Jets RB Kevan Barlow is fighting the other young RB's for playing time. (Jets Insider.com Photo)
The Jets had hoped to find the successor to the injured Curtis Martin with the acquisition of Kevan Barlow but is the move just a quick fix for a franchise headed towards rebuilding? Barlow was traded by the San Francisco 49ers to the Jets for a fourth round draft pick back on Aug. 20. This of course was less than a week after the Jets had traded for and eventually voided the trade with the Cleveland Browns for Lee Suggs.
Barlow was originally drafted back in 2001 by the 49ers in the third round out of the University of Pittsburgh. Ironically, the same college that Curtis Martin attended. He started out as a backup to Garrison Hearst. During the 2003 season, Barlow rushed for a career high 1,024 yards and had a 5.1 yards per carry average. After Hearst was released following the 2003 season, Barlow was given the reins as the starting running back.
With the whole 49ers franchise rebuilding during the 2004 season, Barlow had trouble as the featured back. He rushed for only 822 yards in 15 games and the team suffered going only 2-14, tying a franchise worst. The team started to realize that Barlow might not be the answer at running back and drafted Frank Gore out of the University of Miami to serve as Barlow’s backup.
Barlow had been mentioned in the rumor mill to be headed toward the Jets, but was told by 49ers coach Mike Nolan a week before he was traded to not pay attention and that he wouldn’t be traded. Barlow summed it up best after the trade saying, “I guess things change in a week.”
Jets general manager Mike Tannenbaum said at the time of the acquisition that, “we have been impressed with Kevan’s production in both the running and passing game. We feel Kevan will complement our running back group, and he will come in and compete for playing time.”

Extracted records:
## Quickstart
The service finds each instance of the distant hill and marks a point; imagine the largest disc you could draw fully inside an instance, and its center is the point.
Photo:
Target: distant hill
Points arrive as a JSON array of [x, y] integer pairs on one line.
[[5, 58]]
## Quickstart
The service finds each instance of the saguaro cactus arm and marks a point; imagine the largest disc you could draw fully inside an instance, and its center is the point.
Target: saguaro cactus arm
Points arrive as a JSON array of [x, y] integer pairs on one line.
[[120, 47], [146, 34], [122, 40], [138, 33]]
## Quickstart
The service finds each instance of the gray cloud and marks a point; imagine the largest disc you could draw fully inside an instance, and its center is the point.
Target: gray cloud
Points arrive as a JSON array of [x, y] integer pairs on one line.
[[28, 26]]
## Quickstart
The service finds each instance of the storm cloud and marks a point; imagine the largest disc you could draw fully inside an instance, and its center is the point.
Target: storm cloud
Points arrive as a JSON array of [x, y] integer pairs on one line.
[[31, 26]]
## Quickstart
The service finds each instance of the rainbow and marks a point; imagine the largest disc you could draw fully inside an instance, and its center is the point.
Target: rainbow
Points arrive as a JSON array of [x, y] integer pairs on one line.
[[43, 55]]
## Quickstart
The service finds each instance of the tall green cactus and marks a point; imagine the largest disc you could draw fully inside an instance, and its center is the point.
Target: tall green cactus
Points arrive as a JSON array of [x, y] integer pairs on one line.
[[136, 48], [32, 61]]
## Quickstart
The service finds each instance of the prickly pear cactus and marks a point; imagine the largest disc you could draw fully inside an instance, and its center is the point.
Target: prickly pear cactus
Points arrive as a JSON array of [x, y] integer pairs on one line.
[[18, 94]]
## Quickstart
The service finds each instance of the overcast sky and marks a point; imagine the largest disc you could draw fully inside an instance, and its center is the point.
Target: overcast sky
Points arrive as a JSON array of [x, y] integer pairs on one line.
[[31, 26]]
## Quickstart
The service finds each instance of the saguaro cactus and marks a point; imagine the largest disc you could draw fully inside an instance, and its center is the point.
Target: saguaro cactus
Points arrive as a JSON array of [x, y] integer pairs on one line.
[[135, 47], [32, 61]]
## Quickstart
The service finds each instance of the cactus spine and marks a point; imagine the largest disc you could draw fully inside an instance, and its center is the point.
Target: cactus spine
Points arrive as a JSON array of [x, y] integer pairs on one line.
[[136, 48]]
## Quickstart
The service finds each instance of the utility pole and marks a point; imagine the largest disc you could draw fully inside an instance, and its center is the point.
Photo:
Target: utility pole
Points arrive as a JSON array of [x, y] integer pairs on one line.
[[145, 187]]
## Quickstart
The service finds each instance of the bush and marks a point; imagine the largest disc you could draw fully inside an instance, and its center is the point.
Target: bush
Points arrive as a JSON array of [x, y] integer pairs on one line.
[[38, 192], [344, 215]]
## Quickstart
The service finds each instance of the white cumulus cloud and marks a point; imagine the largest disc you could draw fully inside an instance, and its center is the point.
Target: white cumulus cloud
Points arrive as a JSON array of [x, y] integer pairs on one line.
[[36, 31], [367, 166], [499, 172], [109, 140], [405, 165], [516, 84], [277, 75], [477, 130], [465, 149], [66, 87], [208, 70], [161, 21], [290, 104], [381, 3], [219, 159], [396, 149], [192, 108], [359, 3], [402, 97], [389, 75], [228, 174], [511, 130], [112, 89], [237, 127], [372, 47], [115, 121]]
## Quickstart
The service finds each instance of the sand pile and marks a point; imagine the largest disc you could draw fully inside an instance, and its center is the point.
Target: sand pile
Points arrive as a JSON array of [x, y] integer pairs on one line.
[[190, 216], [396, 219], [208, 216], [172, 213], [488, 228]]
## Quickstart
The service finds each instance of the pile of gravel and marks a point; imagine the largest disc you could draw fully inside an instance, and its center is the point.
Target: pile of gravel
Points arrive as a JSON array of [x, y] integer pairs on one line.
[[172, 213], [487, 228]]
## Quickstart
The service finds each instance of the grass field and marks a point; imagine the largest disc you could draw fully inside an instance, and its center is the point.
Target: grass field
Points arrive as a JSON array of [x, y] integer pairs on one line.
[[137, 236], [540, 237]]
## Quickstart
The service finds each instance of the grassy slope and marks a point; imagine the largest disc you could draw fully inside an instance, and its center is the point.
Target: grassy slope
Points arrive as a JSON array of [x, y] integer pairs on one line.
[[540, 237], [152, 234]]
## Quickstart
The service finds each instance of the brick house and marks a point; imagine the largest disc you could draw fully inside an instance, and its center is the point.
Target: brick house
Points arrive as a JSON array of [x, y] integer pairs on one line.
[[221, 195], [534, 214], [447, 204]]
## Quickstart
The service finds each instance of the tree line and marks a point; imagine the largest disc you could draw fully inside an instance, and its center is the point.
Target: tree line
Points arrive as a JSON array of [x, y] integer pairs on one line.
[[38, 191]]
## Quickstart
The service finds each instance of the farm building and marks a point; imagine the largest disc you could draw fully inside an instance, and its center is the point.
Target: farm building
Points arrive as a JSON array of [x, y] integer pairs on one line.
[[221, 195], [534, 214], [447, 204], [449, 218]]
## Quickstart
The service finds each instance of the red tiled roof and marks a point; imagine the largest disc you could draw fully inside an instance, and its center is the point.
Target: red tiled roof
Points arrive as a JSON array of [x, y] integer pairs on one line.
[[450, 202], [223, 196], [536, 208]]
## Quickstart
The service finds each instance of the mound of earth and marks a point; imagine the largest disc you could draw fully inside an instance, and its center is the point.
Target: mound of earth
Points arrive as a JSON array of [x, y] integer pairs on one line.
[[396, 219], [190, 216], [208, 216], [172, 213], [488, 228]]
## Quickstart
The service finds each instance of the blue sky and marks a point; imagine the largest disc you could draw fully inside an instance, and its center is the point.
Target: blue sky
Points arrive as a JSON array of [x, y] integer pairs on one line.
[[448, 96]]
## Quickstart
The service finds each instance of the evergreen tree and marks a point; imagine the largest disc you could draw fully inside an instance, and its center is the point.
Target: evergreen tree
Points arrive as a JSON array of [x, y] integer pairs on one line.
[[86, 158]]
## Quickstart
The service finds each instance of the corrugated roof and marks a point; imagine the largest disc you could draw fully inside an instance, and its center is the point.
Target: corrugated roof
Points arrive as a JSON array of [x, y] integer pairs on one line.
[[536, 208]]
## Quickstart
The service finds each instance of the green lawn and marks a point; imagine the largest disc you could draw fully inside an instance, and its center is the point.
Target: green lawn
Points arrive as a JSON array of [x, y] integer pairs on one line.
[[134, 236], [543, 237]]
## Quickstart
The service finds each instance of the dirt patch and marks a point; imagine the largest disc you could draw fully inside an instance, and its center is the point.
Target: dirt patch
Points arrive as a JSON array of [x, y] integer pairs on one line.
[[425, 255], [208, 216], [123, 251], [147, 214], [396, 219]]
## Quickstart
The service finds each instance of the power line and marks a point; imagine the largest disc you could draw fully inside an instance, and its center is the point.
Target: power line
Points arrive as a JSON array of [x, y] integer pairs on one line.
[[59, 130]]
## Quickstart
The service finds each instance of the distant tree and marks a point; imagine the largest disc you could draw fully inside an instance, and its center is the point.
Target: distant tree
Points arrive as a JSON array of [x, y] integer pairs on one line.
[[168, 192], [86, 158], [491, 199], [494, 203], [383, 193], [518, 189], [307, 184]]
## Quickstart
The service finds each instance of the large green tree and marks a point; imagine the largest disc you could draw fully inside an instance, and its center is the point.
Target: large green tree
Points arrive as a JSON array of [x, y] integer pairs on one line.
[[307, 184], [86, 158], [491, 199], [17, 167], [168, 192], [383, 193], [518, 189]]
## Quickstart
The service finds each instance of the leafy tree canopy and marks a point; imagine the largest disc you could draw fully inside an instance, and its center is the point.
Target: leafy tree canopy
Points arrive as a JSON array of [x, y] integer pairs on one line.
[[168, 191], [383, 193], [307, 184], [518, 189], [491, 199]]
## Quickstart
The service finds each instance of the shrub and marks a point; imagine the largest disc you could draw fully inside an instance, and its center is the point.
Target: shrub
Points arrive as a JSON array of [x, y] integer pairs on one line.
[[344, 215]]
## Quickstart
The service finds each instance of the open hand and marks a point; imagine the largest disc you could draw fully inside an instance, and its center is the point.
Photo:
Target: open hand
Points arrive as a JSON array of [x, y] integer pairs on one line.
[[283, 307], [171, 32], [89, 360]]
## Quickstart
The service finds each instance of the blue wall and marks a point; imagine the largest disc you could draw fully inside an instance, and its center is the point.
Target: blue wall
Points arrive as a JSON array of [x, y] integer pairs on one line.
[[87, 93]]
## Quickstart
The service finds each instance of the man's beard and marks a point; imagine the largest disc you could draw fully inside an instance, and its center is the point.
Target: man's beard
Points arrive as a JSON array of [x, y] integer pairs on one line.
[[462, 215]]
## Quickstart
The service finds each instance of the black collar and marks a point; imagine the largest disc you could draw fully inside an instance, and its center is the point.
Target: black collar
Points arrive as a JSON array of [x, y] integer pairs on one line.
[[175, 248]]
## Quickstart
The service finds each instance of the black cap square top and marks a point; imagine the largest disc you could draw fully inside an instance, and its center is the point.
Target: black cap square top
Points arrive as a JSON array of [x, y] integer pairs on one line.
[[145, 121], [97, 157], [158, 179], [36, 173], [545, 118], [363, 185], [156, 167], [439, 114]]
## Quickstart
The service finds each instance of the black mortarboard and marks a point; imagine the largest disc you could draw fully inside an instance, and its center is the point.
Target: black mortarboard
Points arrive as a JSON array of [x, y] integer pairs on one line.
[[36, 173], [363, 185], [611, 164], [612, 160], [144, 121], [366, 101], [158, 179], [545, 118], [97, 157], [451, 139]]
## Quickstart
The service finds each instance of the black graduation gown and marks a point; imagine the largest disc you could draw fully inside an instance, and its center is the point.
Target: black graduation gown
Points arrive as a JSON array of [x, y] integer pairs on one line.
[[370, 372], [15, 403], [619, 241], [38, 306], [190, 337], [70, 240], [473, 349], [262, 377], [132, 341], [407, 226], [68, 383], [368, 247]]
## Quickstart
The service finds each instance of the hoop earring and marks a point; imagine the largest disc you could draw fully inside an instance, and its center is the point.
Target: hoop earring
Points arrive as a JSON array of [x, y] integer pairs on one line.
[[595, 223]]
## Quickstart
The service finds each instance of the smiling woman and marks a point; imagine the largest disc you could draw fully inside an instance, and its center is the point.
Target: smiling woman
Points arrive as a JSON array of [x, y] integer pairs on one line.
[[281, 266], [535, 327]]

◆ **Stated task**
Please continue the article on Kevan Barlow's trade to the Jets, starting right after its last sentence. The extracted records play no part in what comes next.

◆ **In response**
49ers head coach Mike Nolan had said that, “this is a great opportunity for Kevan because of New York’s need at running back. Kevan has been committed to our program and done well. With the depth at running back we felt we could make this move.”
“Yesterday I was getting ready to play the Raiders and today I’m a Jet,” said Barlow after his first practice with the Jets. He has later since said that he has “felt like a Jet since I was traded for by (Eric) Mangini and Tannenbaum.” After his first practice, Barlow was given the next day off by head coach Eric Mangini to recover after a hectic 48 hours.
Barlow commented on not having enough practice with the Jets by saying that, “I’m going to have to get my work in practice, that’s where I’m going to have to try and get most of my work. As far as work that’s going to come throughout the season. You just have to learn on the move and just keep running and running, run on the ground.”
Barlow was set to replace the injured Martin who began the season on the physically unable to perform list with and injured knee. CuMart’s status for this season and beyond is still up in the air. He’s eligible to be activated after this week’s game against Miami. Barlow is a huge fan of Martin having grown up idolizing the league’s fourth all-time leading rusher. It remains to be seen how well Barlow will perform with the Jets, but Mangini likes what he has seen so far from Barlow.
Mangini remarked that some of the reasons why he liked Barlow was that fact that, “he is a bigger back, he catches the ball out of the backfield, and he’s got the ability to make people miss.” Mangini went further to add, that Barlow “adds depth and competition to the position.” That competition would continue for the rest of training camp and into the regular season opener against Tennessee.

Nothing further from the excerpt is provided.